-- Given request --
In the records below, format the stretch from the line containing "Could you help me find the metal split" through the line containing "column 76, row 105" as a numbered list, with blank lines left out.

-- Records from a data collection --
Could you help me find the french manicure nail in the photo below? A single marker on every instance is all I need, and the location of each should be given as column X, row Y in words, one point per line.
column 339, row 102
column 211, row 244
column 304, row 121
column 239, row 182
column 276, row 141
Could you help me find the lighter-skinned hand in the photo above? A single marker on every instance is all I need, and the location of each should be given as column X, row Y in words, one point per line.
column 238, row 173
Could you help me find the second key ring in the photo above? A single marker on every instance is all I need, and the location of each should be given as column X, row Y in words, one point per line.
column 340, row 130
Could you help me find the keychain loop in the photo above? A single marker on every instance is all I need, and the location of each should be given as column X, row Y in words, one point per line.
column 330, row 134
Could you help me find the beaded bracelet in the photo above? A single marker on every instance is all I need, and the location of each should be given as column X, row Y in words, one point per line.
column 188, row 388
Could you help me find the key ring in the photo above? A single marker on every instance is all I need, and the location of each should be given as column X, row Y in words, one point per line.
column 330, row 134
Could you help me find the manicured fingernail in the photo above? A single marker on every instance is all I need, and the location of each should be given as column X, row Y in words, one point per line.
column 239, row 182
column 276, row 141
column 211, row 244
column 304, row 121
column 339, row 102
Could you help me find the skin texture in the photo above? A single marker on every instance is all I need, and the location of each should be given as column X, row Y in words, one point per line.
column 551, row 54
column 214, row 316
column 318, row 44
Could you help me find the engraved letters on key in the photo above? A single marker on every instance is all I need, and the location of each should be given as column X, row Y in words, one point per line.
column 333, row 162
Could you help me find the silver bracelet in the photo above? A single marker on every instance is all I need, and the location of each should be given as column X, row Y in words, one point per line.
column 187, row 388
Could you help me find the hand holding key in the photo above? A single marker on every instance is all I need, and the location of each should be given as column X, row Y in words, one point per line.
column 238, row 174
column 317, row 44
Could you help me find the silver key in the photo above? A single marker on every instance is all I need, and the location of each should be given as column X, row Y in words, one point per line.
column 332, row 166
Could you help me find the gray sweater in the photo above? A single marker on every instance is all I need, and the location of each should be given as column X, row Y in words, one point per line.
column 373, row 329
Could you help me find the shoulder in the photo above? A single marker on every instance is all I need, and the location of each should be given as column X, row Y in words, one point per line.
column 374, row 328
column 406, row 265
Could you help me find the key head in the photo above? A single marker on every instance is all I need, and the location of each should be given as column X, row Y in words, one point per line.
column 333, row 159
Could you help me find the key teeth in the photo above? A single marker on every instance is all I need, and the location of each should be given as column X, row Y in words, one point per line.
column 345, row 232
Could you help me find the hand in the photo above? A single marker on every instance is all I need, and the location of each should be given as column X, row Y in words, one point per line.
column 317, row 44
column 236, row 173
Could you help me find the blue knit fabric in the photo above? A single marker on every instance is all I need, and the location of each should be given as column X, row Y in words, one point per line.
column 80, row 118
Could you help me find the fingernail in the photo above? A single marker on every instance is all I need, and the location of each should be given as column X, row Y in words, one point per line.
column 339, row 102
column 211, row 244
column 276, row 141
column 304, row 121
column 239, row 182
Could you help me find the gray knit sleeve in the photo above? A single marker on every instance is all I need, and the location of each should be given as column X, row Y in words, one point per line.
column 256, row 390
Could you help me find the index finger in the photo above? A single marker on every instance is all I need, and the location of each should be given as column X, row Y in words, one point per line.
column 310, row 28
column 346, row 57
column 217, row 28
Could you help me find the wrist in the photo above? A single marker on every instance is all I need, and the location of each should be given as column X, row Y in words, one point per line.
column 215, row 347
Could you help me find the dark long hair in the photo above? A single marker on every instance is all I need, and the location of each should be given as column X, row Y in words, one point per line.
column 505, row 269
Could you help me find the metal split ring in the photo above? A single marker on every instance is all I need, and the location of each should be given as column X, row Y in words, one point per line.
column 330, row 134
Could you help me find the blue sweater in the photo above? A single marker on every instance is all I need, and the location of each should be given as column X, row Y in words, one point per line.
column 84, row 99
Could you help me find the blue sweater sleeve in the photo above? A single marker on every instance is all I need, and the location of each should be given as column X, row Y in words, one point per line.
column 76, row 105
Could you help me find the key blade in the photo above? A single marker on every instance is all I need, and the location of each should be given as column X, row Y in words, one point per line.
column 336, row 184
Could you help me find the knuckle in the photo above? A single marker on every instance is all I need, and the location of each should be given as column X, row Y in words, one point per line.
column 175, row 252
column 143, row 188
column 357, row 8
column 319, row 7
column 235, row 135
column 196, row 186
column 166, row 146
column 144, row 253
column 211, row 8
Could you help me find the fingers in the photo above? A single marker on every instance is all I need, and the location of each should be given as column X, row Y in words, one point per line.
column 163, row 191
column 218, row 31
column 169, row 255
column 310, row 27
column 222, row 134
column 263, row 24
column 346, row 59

---

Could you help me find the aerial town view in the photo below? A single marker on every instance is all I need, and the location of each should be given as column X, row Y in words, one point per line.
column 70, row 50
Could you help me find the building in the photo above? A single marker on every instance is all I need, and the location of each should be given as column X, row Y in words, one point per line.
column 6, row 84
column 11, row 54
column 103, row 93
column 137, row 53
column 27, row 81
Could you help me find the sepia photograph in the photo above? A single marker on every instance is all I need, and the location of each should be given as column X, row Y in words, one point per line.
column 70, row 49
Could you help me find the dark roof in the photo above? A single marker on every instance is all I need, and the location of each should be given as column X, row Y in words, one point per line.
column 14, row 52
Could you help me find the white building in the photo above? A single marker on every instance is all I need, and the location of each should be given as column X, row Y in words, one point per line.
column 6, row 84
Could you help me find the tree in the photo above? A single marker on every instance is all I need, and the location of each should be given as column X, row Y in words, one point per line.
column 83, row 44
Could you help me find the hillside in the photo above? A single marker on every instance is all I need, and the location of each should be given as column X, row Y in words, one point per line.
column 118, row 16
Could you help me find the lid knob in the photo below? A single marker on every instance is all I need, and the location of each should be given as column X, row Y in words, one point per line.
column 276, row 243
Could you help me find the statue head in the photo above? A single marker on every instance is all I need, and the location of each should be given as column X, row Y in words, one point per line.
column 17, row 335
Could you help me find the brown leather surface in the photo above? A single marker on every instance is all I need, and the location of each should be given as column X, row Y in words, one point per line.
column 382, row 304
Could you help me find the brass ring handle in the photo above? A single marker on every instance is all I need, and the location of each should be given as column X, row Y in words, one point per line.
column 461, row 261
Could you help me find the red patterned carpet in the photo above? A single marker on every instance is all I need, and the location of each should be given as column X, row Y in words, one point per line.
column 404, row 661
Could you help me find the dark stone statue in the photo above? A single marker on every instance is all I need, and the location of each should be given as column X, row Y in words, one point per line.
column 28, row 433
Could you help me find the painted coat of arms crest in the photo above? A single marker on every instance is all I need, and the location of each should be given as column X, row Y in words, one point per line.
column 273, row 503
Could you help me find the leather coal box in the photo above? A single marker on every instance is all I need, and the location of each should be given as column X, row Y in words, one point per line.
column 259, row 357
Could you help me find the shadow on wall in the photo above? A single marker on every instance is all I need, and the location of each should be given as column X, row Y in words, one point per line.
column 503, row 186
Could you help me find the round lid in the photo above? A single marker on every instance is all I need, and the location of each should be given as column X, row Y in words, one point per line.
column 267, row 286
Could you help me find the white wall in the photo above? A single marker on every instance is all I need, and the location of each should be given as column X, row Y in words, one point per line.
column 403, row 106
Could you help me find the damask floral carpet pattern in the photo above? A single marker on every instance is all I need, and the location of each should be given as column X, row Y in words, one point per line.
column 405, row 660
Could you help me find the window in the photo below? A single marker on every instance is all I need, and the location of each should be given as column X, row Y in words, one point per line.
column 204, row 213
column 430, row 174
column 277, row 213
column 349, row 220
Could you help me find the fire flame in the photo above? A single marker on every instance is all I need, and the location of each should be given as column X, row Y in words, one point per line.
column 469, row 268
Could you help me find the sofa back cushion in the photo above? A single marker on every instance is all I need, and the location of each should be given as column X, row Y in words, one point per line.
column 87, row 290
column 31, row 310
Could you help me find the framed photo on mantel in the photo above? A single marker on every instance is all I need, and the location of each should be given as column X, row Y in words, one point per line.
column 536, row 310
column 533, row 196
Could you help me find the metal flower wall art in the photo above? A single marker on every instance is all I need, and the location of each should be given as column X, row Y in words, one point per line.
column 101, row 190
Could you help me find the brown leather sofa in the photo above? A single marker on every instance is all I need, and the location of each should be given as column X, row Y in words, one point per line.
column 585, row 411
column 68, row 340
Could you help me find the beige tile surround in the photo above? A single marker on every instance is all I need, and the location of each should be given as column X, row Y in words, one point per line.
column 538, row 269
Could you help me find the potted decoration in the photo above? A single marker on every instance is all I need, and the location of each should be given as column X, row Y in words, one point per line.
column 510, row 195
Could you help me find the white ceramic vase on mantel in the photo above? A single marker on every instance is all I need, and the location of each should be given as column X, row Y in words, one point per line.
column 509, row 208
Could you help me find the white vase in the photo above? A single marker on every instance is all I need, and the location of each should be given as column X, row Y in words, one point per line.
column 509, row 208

---

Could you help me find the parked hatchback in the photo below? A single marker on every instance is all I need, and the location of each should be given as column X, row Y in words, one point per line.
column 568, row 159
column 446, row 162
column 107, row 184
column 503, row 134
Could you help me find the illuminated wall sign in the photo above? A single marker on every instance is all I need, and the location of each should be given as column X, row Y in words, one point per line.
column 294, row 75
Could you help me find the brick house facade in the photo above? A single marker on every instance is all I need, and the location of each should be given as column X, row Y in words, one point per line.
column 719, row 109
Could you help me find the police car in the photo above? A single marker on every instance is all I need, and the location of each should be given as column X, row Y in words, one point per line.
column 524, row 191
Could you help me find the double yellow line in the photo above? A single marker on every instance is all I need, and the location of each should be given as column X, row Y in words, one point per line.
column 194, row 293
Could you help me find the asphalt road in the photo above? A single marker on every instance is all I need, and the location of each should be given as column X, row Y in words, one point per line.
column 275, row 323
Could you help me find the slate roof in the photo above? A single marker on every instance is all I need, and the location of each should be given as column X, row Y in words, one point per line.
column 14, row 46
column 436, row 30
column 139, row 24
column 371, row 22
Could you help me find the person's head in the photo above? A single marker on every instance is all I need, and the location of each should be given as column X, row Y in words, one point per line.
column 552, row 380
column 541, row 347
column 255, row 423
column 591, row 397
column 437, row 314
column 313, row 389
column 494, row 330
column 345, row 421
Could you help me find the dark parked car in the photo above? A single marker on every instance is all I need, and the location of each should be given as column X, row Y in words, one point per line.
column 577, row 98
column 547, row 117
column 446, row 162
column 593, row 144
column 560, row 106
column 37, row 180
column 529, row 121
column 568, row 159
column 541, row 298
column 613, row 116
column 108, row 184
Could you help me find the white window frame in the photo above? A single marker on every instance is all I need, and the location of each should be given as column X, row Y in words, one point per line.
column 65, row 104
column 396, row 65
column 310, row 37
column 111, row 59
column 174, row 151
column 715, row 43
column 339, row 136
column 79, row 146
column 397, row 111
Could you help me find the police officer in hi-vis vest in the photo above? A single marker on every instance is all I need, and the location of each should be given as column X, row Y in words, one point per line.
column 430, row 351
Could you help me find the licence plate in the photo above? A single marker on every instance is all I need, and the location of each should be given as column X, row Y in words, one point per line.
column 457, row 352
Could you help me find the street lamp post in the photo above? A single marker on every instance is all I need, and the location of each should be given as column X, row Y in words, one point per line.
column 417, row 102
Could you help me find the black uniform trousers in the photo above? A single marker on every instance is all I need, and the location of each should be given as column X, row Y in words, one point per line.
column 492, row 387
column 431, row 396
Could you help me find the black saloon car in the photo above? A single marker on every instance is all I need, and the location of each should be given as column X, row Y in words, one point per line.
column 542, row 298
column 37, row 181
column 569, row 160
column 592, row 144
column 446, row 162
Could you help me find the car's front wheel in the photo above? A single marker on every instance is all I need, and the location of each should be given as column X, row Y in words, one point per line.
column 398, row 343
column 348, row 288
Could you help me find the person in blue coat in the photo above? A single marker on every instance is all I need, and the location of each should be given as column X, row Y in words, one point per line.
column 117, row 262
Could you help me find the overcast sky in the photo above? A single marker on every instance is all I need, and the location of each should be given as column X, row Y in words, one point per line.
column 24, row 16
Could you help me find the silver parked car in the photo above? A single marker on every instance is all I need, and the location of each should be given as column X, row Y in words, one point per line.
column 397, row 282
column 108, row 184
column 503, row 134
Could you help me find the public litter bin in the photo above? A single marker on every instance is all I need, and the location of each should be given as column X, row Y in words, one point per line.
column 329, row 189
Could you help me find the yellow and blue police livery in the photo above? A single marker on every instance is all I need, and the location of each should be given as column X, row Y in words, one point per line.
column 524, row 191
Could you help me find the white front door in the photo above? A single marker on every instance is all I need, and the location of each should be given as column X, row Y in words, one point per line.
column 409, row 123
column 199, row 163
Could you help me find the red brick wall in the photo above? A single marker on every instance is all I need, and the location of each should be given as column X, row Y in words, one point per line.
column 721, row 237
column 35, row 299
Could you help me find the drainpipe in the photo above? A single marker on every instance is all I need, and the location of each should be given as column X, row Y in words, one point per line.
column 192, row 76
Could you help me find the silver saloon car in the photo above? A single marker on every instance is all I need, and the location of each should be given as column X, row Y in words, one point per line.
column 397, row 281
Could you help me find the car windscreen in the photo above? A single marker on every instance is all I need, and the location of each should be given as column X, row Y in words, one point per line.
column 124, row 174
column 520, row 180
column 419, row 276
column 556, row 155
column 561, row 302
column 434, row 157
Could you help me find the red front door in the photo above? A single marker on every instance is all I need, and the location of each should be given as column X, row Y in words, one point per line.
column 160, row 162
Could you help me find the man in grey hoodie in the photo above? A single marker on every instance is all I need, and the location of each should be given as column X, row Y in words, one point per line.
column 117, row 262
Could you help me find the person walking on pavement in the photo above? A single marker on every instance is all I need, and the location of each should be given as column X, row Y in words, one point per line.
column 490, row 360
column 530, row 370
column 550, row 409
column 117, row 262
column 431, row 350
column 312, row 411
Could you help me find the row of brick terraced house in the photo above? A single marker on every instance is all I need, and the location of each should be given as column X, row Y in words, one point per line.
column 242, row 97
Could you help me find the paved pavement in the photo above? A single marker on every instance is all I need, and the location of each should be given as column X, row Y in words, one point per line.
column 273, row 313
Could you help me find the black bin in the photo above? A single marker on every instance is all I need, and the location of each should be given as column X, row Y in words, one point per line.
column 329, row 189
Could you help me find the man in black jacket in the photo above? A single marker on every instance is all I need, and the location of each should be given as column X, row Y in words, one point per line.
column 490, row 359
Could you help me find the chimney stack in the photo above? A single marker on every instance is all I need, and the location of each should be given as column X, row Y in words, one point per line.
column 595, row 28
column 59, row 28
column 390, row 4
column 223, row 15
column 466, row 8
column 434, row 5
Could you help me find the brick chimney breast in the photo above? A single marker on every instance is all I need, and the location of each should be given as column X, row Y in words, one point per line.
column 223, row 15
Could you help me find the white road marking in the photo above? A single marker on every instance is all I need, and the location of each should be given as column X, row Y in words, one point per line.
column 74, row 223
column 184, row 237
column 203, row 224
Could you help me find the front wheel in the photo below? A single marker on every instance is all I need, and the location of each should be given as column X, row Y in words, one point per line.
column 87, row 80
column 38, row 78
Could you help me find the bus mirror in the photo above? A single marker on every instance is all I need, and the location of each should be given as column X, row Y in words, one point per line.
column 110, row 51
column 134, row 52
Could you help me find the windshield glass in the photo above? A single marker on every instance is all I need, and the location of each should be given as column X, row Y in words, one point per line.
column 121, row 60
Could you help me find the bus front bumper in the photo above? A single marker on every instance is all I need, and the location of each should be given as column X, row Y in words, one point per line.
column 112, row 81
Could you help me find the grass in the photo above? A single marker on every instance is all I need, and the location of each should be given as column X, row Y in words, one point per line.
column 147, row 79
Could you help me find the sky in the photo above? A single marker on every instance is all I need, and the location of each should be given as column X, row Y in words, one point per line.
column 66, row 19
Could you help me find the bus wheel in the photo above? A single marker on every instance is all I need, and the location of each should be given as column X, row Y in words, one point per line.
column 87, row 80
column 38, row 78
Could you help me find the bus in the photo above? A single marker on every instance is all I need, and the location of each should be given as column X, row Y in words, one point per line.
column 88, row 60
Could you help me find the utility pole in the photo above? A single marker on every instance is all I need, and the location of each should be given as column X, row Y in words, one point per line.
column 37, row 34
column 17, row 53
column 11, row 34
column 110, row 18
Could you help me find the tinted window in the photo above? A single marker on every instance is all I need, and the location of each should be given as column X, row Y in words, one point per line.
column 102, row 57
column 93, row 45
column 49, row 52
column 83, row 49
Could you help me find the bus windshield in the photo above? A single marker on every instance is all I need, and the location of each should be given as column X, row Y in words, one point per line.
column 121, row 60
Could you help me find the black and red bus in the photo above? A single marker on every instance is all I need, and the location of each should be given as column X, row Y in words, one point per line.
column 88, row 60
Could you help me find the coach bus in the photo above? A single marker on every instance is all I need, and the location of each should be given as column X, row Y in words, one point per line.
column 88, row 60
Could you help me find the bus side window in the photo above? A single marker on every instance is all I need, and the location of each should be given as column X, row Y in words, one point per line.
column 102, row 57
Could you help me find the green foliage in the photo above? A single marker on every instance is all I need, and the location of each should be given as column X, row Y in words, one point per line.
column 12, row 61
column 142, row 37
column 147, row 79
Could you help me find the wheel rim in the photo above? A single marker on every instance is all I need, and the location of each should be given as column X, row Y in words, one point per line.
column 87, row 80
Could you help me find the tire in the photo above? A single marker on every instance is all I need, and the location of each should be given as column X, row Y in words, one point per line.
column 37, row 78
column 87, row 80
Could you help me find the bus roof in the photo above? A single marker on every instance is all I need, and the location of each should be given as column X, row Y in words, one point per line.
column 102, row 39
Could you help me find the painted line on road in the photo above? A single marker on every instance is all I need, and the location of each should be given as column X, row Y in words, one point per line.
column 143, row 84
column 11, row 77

-- Written response --
1. Could you help me find the metal split ring in the photo above? A single marker on every instance is all I need, and the location of each should be given as column X, row Y in words, one point per line.
2. column 330, row 134
3. Could you help me find the blue sweater in the photo above? A single marker on every instance is all I need, and the location of each should be given as column X, row Y in words, one point per line.
4. column 84, row 99
5. Could you help me find the blue sweater sleeve in the photo above? A single marker on every instance is all I need, and the location of each should be given as column X, row Y in words, one point per line.
6. column 76, row 105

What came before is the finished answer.